_INSTRUCTIONS FOR THE TASK_
If a line of the data below holds the word "yellow", list it.

Segment Start: DATA FOR PROCESSING

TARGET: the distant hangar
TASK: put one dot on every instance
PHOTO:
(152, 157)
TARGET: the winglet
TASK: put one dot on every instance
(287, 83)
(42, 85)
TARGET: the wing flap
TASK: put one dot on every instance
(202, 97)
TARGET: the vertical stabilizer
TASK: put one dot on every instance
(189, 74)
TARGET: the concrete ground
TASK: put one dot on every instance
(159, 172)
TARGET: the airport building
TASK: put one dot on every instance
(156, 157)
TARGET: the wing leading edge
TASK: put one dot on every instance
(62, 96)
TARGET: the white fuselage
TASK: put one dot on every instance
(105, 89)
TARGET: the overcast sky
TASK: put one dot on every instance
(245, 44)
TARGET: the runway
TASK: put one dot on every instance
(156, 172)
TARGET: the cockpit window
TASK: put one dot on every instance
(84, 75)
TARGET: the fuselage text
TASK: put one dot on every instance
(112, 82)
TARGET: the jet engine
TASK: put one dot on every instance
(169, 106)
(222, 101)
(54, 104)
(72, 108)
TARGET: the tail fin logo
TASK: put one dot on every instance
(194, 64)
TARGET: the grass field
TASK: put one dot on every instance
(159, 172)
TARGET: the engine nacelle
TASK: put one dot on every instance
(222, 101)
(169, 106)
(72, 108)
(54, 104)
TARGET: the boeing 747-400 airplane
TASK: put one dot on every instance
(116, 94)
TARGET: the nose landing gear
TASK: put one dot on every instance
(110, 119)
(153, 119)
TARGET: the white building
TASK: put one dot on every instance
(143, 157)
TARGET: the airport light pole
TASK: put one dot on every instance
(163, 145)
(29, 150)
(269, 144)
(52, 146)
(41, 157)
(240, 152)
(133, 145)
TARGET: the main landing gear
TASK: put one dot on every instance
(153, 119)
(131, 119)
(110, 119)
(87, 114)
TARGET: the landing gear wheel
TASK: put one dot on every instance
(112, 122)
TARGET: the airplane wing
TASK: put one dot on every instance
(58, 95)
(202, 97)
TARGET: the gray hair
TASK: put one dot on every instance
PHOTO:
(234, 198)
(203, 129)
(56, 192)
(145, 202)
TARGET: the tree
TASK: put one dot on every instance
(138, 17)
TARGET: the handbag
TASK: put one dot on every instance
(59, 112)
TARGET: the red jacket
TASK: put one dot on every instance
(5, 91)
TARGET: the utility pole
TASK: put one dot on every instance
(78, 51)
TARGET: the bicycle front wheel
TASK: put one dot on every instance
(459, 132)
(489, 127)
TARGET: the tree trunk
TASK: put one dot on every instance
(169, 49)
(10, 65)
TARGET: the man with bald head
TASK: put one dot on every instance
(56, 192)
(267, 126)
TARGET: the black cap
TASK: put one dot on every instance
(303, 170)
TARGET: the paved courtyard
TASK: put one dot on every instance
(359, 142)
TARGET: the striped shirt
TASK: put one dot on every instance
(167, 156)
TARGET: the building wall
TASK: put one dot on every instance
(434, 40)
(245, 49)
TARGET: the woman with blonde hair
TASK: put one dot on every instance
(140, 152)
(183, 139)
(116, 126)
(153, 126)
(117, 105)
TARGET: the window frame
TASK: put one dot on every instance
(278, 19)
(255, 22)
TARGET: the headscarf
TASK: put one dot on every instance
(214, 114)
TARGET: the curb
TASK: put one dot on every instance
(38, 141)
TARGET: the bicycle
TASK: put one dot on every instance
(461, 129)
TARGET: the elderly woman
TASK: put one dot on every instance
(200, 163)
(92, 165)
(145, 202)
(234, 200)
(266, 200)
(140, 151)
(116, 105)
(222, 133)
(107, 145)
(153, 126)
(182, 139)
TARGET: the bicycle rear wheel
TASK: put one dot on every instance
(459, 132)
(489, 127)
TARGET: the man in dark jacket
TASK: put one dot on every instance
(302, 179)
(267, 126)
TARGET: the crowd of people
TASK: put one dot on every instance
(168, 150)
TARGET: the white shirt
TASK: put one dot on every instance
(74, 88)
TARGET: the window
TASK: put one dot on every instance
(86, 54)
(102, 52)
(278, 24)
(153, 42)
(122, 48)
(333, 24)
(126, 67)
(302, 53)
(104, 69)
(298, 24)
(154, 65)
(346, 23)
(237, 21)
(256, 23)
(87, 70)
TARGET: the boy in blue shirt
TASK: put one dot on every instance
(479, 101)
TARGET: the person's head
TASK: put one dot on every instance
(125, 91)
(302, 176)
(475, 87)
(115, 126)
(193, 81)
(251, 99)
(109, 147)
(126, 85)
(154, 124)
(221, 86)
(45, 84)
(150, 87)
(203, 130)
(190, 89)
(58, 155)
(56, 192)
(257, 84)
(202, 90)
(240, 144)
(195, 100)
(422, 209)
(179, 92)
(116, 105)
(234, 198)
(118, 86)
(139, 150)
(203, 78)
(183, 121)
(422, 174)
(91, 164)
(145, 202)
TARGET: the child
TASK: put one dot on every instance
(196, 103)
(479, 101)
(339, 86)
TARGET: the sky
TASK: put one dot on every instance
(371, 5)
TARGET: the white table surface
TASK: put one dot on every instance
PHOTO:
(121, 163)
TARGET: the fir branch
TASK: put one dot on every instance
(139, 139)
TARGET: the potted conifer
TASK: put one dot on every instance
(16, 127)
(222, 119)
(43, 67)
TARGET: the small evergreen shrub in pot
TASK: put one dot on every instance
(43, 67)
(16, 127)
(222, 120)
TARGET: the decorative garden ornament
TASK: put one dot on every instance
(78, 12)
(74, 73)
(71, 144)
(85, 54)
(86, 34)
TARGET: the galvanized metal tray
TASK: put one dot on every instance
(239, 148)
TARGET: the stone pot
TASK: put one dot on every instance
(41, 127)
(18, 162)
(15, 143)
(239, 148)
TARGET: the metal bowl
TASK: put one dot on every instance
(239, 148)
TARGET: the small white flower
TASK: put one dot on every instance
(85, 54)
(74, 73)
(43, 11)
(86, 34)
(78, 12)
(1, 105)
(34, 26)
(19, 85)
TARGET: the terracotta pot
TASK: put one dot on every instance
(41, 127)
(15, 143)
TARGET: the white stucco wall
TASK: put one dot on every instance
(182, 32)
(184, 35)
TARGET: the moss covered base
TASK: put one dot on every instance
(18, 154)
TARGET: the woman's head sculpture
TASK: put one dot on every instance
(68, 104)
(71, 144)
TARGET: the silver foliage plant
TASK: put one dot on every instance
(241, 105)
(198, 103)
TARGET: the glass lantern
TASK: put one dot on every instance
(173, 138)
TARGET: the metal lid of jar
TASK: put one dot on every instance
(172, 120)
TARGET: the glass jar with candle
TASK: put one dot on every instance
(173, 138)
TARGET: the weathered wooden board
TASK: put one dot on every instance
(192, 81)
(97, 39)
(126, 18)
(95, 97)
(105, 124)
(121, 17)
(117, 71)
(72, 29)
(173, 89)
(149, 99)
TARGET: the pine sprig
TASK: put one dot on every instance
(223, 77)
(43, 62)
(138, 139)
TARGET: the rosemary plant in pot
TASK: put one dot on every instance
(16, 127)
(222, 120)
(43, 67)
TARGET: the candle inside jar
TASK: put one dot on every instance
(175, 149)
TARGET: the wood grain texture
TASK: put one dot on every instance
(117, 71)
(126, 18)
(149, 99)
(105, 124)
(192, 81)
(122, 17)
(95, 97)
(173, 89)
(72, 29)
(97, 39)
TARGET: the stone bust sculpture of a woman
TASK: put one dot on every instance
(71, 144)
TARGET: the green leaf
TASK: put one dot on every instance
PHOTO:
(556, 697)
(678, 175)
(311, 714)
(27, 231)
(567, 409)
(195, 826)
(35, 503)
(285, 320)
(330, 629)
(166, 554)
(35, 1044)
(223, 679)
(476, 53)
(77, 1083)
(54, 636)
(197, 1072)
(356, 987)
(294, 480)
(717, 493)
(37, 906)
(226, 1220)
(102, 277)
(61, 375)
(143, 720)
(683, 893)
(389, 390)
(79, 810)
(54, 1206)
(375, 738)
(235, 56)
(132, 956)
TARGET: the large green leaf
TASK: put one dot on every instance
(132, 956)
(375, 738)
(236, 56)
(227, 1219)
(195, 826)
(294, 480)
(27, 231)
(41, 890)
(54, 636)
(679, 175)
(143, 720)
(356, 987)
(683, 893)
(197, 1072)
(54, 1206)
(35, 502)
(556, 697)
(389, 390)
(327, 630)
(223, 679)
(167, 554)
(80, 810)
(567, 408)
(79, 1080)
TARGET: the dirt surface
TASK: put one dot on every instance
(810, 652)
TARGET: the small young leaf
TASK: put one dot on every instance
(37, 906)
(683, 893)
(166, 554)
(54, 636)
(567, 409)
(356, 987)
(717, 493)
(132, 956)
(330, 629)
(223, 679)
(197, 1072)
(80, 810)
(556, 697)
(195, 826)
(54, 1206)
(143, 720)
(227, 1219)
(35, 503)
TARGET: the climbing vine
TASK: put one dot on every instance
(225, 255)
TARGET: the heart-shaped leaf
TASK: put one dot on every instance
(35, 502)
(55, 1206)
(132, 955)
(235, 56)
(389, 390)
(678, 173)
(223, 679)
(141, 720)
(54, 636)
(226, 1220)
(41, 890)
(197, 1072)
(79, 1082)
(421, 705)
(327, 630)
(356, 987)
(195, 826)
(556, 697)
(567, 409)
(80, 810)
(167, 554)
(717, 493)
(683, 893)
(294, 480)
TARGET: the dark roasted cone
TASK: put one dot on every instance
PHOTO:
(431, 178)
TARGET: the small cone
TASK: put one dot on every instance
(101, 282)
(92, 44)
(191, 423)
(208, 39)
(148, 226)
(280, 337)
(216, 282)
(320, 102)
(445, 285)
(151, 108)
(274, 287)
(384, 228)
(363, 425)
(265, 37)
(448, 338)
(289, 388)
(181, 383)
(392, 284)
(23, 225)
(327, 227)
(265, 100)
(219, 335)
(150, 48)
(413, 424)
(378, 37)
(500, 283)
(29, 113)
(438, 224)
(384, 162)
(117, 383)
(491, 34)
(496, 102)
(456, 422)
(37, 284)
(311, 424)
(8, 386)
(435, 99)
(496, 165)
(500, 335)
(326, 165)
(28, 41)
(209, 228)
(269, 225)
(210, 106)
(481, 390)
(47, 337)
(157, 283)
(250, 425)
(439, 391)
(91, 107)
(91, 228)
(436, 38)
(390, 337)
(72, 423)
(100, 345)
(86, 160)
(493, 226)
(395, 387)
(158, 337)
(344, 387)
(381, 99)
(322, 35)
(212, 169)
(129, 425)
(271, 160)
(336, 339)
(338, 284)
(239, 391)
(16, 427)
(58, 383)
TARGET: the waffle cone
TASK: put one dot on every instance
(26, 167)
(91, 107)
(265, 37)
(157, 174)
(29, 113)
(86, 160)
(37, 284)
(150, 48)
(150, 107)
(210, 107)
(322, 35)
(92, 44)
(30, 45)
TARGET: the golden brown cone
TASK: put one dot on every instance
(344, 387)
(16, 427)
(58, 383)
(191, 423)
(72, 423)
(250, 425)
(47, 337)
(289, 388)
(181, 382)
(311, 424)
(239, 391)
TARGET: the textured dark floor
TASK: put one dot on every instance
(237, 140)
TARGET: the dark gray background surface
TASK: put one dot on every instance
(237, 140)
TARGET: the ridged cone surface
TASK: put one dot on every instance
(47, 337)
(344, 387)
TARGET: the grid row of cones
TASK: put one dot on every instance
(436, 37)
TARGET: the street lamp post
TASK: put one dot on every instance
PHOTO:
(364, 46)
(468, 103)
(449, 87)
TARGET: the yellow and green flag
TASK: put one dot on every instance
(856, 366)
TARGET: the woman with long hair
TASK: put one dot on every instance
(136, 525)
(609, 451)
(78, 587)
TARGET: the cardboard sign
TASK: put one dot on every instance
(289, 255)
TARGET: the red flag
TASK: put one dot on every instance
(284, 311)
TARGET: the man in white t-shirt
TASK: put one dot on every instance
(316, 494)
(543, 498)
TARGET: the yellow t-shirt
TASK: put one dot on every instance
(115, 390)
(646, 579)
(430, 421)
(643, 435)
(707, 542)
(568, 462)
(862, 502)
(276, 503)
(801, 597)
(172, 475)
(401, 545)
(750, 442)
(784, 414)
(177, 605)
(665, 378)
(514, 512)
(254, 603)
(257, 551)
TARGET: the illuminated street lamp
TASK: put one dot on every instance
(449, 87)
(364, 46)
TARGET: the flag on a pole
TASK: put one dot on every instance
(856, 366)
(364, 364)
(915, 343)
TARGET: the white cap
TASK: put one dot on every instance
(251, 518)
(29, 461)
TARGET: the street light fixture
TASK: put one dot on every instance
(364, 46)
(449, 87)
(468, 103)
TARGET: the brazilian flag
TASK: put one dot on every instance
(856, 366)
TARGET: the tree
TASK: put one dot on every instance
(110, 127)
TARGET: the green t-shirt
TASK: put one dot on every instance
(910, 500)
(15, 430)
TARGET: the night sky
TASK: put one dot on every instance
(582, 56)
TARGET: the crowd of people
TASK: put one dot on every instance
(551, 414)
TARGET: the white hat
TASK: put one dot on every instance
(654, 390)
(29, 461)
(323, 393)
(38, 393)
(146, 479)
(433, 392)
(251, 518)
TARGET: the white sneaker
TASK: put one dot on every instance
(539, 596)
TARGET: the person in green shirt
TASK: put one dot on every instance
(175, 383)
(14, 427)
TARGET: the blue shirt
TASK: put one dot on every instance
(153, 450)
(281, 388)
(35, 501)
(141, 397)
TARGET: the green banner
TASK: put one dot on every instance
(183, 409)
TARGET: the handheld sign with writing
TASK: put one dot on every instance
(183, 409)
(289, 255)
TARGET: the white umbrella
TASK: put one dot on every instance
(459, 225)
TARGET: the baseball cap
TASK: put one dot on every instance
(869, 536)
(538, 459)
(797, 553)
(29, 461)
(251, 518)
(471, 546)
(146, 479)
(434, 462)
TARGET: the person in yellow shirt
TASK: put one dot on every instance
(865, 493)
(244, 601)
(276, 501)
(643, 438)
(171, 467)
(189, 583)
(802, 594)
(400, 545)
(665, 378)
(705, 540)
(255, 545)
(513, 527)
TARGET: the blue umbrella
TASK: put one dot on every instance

Segment End: DATA FOR PROCESSING

_RESPONSE BOX_
TARGET: the yellow and green flag
TARGET: the yellow t-shirt
TARGET: the person in yellow shirt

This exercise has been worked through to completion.